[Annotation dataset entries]
====
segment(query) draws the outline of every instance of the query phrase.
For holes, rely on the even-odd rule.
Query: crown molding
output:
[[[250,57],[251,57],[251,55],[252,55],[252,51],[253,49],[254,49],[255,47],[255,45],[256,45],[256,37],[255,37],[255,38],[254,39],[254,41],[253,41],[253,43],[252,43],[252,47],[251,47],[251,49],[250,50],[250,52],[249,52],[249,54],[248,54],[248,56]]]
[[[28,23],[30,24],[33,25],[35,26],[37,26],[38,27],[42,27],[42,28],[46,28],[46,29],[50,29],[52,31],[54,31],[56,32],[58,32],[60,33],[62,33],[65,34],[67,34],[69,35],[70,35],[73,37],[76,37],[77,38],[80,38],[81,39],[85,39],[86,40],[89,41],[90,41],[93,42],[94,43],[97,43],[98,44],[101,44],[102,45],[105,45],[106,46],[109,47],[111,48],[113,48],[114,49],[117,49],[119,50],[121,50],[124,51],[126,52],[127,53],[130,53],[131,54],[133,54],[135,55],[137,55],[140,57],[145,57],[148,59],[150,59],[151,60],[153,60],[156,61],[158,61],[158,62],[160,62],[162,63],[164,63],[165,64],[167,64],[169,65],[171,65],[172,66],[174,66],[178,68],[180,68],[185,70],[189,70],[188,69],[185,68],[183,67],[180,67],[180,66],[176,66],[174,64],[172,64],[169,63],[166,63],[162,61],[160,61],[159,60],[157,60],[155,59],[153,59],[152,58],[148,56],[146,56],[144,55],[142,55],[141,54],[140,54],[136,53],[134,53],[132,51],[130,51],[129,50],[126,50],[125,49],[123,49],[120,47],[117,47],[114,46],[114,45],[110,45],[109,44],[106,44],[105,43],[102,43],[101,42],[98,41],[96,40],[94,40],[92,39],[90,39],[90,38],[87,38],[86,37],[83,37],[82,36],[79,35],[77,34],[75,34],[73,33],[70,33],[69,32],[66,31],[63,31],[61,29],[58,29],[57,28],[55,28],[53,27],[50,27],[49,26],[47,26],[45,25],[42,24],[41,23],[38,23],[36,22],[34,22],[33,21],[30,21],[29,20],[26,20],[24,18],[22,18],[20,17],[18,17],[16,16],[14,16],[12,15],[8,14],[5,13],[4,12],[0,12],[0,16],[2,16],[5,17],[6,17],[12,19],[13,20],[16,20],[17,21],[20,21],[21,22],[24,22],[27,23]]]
====
Set exercise =>
Copy the whole listing above line for line, without changing anything.

Solution to the problem =>
segment(query) draws the outline of every instance of the query phrase.
For holes, rely on the even-odd rule.
Query: crown molding
output:
[[[250,57],[251,57],[251,55],[252,55],[252,51],[253,49],[254,49],[255,47],[255,45],[256,45],[256,37],[255,37],[255,38],[254,39],[254,41],[253,41],[253,43],[252,43],[252,47],[251,47],[251,49],[250,50],[250,52],[249,52],[249,54],[248,54],[248,56]]]
[[[28,23],[30,24],[33,25],[35,26],[37,26],[38,27],[42,27],[42,28],[46,28],[46,29],[50,29],[52,31],[54,31],[56,32],[58,32],[60,33],[62,33],[65,34],[67,34],[69,35],[70,35],[73,37],[76,37],[77,38],[80,38],[81,39],[85,39],[86,40],[89,41],[90,41],[93,42],[94,43],[97,43],[98,44],[101,44],[102,45],[105,45],[106,46],[109,47],[111,48],[113,48],[114,49],[117,49],[119,50],[121,50],[124,51],[126,52],[127,53],[130,53],[131,54],[133,54],[135,55],[137,55],[140,57],[145,57],[148,59],[150,59],[151,60],[153,60],[156,61],[158,61],[158,62],[160,62],[162,63],[164,63],[165,64],[167,64],[169,65],[171,65],[172,66],[174,66],[178,68],[180,68],[185,70],[189,70],[188,69],[185,68],[183,67],[180,67],[180,66],[176,66],[174,64],[172,64],[169,63],[166,63],[162,61],[160,61],[159,60],[157,60],[155,59],[153,59],[152,58],[148,56],[146,56],[144,55],[142,55],[141,54],[140,54],[136,53],[134,53],[132,51],[130,51],[129,50],[126,50],[125,49],[123,49],[120,47],[117,47],[114,46],[114,45],[110,45],[109,44],[106,44],[105,43],[102,43],[101,42],[98,41],[96,40],[94,40],[92,39],[90,39],[90,38],[87,38],[86,37],[83,37],[82,36],[79,35],[77,34],[75,34],[73,33],[70,33],[69,32],[66,31],[63,31],[61,29],[58,29],[57,28],[55,28],[53,27],[50,27],[49,26],[47,26],[45,25],[42,24],[41,23],[38,23],[36,22],[34,22],[33,21],[30,21],[29,20],[26,20],[24,18],[22,18],[20,17],[18,17],[16,16],[14,16],[12,15],[8,14],[5,13],[4,12],[0,12],[0,16],[2,16],[5,17],[6,17],[12,19],[13,20],[16,20],[17,21],[20,21],[21,22],[24,22],[27,23]]]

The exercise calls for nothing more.